◆ What to work on: Put every line of the material below into a Markdown table with the columns Row and Line, numbering the rows in order and skipping blank lines. Leave the pictures out.

----- Material to process

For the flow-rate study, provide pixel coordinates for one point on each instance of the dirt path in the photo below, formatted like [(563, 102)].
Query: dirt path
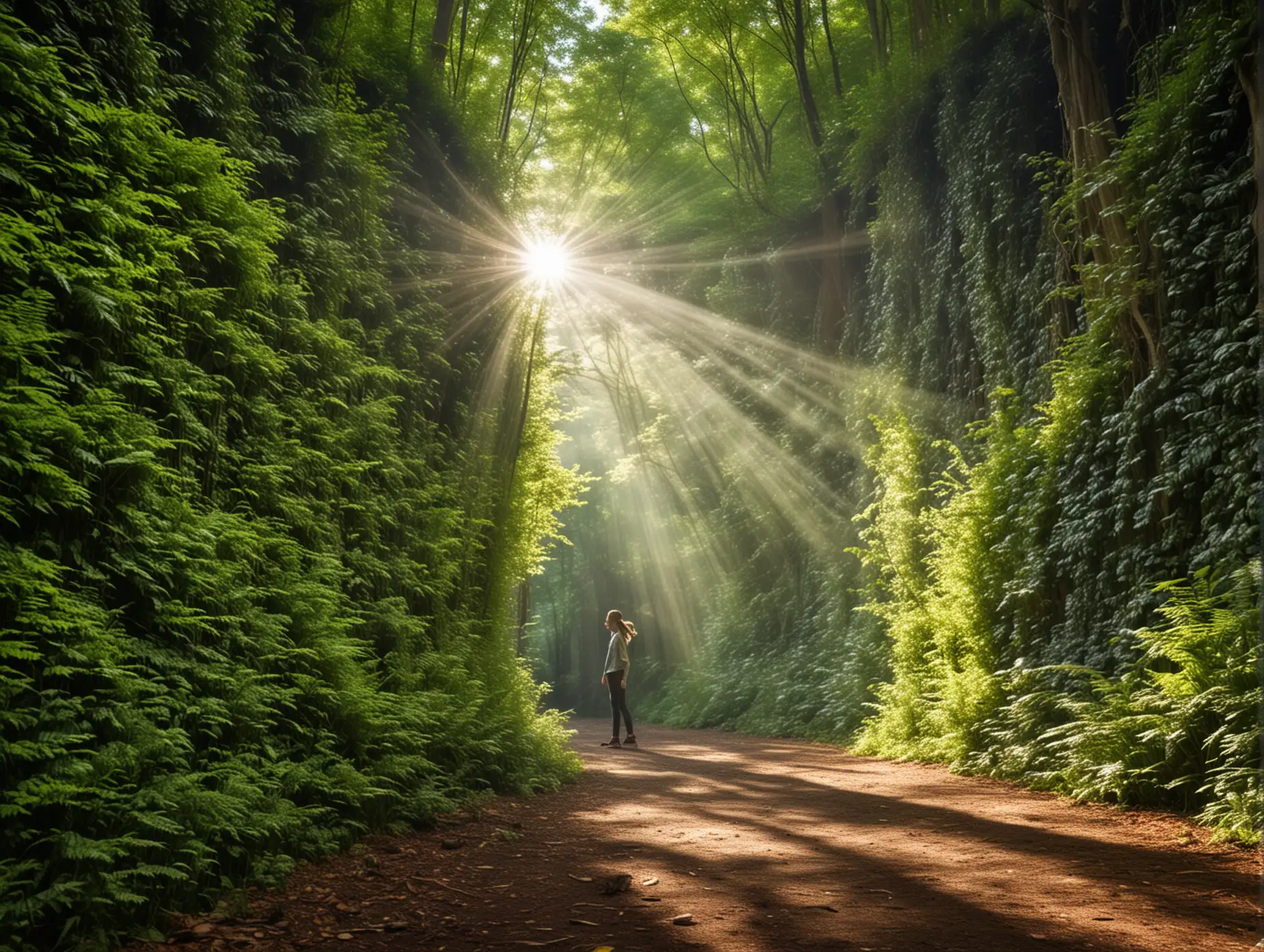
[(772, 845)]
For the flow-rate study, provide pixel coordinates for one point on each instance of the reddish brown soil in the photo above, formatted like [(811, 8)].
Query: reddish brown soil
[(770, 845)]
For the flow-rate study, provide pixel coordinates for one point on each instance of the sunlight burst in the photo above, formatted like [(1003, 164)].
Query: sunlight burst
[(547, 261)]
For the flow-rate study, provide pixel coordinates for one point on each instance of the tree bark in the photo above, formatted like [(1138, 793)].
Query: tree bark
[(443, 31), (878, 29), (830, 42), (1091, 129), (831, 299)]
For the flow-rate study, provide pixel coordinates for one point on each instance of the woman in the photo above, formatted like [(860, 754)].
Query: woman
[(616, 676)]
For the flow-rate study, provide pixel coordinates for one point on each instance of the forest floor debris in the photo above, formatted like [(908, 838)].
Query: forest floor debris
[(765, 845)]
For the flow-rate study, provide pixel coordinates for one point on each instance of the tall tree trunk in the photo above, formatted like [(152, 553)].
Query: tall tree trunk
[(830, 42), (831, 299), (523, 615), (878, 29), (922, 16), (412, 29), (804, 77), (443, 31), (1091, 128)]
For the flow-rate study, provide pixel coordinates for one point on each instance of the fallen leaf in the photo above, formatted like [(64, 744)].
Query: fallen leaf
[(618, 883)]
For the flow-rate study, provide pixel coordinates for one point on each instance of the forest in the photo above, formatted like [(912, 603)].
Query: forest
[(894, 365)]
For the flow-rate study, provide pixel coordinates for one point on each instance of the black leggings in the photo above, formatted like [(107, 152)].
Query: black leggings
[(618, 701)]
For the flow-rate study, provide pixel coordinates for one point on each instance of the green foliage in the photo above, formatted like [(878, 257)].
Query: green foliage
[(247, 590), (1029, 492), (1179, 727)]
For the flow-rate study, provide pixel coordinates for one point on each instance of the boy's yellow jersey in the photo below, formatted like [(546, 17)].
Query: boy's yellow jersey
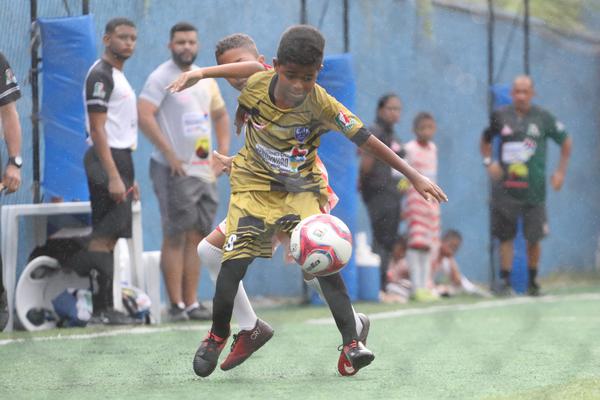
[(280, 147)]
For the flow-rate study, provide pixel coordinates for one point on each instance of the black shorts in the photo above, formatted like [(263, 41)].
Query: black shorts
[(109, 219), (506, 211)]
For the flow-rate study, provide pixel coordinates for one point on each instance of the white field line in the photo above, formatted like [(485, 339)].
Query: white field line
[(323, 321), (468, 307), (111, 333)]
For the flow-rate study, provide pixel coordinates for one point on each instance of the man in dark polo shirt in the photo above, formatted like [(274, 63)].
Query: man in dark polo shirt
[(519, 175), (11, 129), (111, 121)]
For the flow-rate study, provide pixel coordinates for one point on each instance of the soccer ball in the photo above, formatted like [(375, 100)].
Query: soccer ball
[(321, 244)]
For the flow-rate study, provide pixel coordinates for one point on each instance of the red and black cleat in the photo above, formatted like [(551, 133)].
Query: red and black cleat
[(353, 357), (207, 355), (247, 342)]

----------

◆ Solution to this exercise:
| Row | Line |
|---|---|
| 1 | For the flow-rate study, provide pixel coordinates for one point on each instance of the dirt path in the photo below, formatted like [(563, 102)]. |
| 2 | Query: dirt path |
| 3 | [(772, 845)] |
| 4 | For the flow-rate study, provide pixel coordinates for one point on each instance of the reddish brown soil in the photo above, formatted like [(811, 8)]. |
| 5 | Query: reddish brown soil |
| 6 | [(770, 845)] |
| 7 | For the flow-rate study, provide pixel coordinates for one point on each instance of the sunlight burst in the photo above, formatted like [(1003, 164)]. |
| 8 | Query: sunlight burst |
| 9 | [(547, 261)] |
| 10 | For the flow-rate study, provide pixel coordinates for one point on each instance of the tree bark in the photo above, formatted like [(1138, 793)]. |
| 11 | Query: tree bark |
| 12 | [(443, 31), (878, 29), (830, 42), (1091, 129), (831, 299)] |
| 13 | For the flow-rate study, provide pixel coordinates for one point on each instance of the woman in the photo above, formatted like [(860, 754)]. |
| 14 | Query: woman |
| 15 | [(616, 676)] |
| 16 | For the flow-rate study, provide pixel coordinates for one point on each instance of the forest floor debris in the photo above, formatted like [(908, 838)]. |
| 17 | Query: forest floor debris |
| 18 | [(765, 845)] |
| 19 | For the flow-rate study, provide pixel coordinates for one point on each instance of the tall tree trunk in the photo above, formatted like [(152, 553)]. |
| 20 | Query: tall tree trunk |
| 21 | [(830, 42), (831, 299), (523, 615), (878, 29), (922, 16), (412, 29), (804, 77), (443, 31), (1091, 128)] |
| 22 | For the flow-rate study, provide pixel coordinates for one point on each instance of the fallen leaf in the photo above, formatted like [(64, 744)]. |
| 23 | Query: fallen leaf |
| 24 | [(618, 883)] |
| 25 | For the flow-rate study, provide pixel coordinates for one point on each instance of the forest in the photo above, formatted like [(912, 603)]. |
| 26 | Query: forest |
| 27 | [(894, 365)] |
| 28 | For the flow-rate study, provide pixel coordinates for one point on each instance of the black leggings in the photo above, formatted like [(107, 152)]. |
| 29 | Query: black leggings |
| 30 | [(618, 701)] |
| 31 | For the flow-rate study, provide pixel coordinates for one point on each instance of the green foliage in the photo above, formatted like [(878, 257)]. |
| 32 | Query: green foliage |
| 33 | [(247, 590), (1029, 492), (1179, 727)] |
| 34 | For the flow-rate study, provide pixel coordinates for one point on each instance of the boy's yellow jersey in the photo below, formatted like [(546, 17)]. |
| 35 | Query: boy's yellow jersey |
| 36 | [(280, 147)] |
| 37 | For the flow-rate study, provide pixel coordinates for one point on each instance of the black shorts in the photo above, formatted like [(263, 41)]. |
| 38 | Query: black shorts |
| 39 | [(109, 219), (506, 211)] |
| 40 | For the flow-rate study, provide pixel coordinates for one point on each instance of the white field line in the photo above, formatted like [(485, 339)]. |
| 41 | Query: white field line |
| 42 | [(323, 321), (468, 307), (111, 333)] |
| 43 | For the flow-rate study, provide pixel coordinates for one point on each instance of the man in dark polo shirt in the photo above, formatted like [(274, 63)]. |
| 44 | Query: man in dark polo shirt |
| 45 | [(519, 175), (11, 129), (111, 121)] |
| 46 | For the flow-rate study, provide pixel coordinates for one point on each instance of the soccer ball in the photo above, formatted like [(375, 100)]. |
| 47 | Query: soccer ball |
| 48 | [(321, 244)] |
| 49 | For the flow-rate study, provide pixel coordinates for one point on each instance of the red and black cleat in the photo above, formatted like [(551, 133)]. |
| 50 | Query: red and black cleat |
| 51 | [(353, 357), (207, 355), (247, 342)] |